> Dataset excerpts
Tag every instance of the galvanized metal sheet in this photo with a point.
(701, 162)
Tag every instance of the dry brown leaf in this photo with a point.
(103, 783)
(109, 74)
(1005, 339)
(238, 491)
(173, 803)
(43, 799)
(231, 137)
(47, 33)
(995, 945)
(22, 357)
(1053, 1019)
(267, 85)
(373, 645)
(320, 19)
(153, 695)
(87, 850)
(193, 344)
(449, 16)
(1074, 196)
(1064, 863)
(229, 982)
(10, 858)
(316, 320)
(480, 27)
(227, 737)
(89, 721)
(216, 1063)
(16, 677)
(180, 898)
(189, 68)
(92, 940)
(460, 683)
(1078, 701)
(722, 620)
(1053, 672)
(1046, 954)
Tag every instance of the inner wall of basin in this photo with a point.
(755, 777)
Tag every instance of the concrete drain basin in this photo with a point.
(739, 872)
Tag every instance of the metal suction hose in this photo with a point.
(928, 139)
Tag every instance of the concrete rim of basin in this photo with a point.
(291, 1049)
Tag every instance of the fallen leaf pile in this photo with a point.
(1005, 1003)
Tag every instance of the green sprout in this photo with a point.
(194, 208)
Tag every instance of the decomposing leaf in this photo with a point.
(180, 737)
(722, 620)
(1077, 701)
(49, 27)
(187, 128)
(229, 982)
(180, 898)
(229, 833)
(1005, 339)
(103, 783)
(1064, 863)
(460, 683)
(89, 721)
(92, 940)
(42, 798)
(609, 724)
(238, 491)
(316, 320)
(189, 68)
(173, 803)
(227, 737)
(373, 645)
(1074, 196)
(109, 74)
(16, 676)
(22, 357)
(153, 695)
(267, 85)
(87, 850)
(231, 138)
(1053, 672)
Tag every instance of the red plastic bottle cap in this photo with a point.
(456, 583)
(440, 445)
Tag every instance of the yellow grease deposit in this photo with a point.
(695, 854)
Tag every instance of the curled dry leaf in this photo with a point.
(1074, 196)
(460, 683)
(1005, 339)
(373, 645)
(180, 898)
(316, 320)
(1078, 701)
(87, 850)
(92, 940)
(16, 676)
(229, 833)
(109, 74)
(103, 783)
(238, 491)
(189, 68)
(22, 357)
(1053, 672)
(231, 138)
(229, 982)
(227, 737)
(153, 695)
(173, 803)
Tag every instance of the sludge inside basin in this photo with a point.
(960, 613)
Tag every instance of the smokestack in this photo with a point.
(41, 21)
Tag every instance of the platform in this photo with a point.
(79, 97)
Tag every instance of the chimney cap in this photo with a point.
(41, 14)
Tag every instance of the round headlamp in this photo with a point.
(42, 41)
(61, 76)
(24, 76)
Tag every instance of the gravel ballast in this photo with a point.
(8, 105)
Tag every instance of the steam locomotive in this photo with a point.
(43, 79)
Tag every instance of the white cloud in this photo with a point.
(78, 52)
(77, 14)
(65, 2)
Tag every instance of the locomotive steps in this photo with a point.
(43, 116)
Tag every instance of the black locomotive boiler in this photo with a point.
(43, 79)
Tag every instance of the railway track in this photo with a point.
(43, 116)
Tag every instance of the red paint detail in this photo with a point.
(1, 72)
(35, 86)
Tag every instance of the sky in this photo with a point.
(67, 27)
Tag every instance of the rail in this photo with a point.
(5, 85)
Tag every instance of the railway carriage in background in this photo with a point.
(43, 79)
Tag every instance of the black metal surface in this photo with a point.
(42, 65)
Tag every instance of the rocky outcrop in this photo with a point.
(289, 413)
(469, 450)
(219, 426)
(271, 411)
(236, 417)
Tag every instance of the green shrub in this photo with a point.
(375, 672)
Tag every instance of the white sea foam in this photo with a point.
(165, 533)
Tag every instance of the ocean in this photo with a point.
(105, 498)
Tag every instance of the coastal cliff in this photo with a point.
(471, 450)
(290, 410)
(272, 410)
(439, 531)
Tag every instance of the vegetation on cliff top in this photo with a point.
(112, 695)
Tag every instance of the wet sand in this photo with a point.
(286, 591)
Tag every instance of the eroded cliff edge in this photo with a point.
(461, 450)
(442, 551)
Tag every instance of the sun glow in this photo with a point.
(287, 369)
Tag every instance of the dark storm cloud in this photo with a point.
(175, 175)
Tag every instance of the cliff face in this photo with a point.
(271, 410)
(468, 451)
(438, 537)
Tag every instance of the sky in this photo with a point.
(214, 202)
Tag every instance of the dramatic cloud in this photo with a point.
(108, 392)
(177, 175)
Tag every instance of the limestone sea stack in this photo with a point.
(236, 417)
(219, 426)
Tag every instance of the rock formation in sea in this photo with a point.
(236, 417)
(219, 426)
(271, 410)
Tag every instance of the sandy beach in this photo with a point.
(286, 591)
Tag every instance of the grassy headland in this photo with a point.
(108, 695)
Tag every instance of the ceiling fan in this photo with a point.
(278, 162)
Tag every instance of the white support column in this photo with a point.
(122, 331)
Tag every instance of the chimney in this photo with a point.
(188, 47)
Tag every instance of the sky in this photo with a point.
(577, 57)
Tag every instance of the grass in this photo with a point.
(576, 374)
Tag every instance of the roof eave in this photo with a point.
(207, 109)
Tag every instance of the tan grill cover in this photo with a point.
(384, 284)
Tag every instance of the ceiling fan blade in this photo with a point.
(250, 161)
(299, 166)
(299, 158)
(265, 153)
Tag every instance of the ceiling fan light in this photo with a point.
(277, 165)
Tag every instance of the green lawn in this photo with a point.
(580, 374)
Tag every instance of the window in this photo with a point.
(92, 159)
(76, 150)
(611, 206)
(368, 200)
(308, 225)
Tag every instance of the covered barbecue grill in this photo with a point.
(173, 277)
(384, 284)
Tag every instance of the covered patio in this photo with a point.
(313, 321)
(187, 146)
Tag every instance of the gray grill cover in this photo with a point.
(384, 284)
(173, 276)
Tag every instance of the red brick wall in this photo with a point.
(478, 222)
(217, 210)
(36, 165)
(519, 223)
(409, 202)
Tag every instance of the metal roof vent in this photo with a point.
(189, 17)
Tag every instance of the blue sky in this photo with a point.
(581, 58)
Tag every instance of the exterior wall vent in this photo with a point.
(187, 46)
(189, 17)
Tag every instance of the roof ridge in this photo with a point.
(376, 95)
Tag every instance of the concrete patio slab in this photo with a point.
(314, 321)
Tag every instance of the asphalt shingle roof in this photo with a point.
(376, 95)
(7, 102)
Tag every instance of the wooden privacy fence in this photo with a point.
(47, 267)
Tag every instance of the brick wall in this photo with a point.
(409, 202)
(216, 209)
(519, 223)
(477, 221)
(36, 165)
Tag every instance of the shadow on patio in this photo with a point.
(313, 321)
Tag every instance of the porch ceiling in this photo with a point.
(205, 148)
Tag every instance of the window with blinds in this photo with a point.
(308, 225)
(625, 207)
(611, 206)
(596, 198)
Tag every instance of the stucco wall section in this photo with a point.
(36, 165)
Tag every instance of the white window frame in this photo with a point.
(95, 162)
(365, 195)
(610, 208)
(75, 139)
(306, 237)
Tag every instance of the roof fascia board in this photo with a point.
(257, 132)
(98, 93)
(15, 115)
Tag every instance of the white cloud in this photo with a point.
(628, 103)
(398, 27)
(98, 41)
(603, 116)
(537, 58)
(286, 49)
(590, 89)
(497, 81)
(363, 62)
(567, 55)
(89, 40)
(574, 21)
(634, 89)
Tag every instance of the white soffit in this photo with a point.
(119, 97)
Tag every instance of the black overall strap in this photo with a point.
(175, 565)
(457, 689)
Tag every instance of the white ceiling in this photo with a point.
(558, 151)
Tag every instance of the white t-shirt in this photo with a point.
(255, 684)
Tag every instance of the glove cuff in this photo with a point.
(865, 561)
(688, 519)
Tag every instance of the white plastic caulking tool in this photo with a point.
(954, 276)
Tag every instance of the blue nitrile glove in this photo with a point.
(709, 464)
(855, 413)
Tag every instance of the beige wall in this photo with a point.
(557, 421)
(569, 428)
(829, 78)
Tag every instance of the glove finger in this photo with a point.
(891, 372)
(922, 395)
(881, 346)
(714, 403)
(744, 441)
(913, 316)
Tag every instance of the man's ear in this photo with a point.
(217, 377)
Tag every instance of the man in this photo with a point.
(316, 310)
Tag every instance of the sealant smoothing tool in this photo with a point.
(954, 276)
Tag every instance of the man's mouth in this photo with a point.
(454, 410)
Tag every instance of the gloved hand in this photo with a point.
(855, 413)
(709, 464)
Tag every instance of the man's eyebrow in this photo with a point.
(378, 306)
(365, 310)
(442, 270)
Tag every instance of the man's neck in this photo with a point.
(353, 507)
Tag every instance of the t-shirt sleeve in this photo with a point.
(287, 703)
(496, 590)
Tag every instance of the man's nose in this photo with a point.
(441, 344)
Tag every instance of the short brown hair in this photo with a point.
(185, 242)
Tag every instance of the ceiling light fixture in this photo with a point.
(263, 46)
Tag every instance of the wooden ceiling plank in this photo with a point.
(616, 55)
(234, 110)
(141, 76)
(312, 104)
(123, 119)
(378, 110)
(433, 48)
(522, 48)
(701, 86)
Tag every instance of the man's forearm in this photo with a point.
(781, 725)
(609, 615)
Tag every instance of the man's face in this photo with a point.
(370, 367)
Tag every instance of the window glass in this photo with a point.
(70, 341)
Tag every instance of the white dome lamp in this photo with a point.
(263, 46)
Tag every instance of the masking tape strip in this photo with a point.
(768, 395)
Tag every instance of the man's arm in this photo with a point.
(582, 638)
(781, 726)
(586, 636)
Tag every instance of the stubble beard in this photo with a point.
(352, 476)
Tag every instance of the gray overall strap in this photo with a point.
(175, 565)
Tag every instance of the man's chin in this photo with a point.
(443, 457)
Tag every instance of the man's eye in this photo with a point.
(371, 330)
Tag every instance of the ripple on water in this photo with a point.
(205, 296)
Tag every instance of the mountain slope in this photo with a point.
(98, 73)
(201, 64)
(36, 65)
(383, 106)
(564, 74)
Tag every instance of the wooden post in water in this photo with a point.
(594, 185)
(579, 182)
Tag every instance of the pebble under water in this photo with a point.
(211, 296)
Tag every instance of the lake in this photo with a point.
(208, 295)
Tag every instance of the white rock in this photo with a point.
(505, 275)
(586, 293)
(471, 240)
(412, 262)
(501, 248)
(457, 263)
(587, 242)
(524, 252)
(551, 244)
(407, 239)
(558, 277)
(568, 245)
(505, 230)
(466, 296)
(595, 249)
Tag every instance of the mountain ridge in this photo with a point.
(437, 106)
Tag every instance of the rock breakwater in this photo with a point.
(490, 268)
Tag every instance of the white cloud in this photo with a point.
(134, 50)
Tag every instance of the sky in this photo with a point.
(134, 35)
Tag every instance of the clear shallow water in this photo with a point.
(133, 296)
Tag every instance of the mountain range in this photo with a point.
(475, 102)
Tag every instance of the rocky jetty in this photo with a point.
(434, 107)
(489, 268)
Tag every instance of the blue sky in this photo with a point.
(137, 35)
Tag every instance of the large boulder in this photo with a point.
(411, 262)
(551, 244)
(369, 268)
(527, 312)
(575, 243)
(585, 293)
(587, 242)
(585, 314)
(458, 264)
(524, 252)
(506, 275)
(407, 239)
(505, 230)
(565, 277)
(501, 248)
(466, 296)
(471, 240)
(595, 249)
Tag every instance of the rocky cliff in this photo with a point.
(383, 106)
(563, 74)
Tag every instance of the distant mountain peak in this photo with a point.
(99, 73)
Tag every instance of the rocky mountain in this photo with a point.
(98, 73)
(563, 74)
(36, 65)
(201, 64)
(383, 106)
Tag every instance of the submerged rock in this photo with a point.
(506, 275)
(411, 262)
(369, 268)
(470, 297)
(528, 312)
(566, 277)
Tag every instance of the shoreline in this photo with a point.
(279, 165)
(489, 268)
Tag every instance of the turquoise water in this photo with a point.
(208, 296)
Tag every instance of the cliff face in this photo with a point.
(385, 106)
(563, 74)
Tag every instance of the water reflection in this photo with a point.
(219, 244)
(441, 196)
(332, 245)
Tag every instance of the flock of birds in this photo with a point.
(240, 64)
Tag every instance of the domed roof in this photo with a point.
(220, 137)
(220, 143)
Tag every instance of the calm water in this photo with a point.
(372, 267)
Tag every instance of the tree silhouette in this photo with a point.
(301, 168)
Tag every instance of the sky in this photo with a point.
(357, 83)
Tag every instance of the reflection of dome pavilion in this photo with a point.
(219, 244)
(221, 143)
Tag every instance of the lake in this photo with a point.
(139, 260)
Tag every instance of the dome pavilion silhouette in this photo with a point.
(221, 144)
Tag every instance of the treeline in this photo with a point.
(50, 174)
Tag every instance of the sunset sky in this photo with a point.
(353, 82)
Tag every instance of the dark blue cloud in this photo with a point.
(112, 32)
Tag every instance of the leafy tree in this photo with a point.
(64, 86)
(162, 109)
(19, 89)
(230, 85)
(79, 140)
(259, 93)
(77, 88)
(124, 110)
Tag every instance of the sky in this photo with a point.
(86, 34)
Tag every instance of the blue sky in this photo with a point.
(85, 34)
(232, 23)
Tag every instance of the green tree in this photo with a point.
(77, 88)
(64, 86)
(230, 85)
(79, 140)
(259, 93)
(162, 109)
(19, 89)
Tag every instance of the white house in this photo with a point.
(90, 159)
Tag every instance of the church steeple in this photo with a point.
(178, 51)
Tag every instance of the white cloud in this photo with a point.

> What you need to do
Give again only the lines of the material above that run from the one with "Tag every instance of the flock" through the end, both included, exactly as they appear.

> Completed task
Tag every instance of the flock of birds in this photo with a point.
(240, 64)
Tag every instance of the domed roof in this photo with a point.
(220, 137)
(220, 143)
Tag every instance of the calm water in this photo with a point.
(372, 267)
Tag every instance of the tree silhouette in this photo with a point.
(301, 168)
Tag every instance of the sky in this photo with a point.
(357, 83)
Tag every instance of the reflection of dome pavilion in this photo with a point.
(219, 244)
(221, 143)
Tag every instance of the lake in this photo with a point.
(139, 260)
Tag every instance of the dome pavilion silhouette in this photo with a point.
(221, 144)
Tag every instance of the treeline in this photo with a point.
(50, 174)
Tag every instance of the sunset sky in this photo with a point.
(353, 82)
Tag every instance of the dark blue cloud in this photo with a point.
(112, 32)
Tag every instance of the leafy tree in this photo with a point.
(64, 86)
(162, 109)
(19, 89)
(230, 85)
(79, 140)
(259, 93)
(77, 88)
(124, 110)
Tag every instance of the sky in this photo with a point.
(86, 34)
Tag every instance of the blue sky in this photo with a point.
(85, 34)
(232, 23)
Tag every instance of the green tree in this photo with a point.
(77, 88)
(64, 86)
(230, 85)
(79, 140)
(259, 93)
(162, 109)
(19, 89)
Tag every instance of the white house in this photo with a point.
(90, 159)
Tag every instance of the church steeple in this photo with a point.
(178, 51)
Tag every instance of the white cloud in this photo with a point.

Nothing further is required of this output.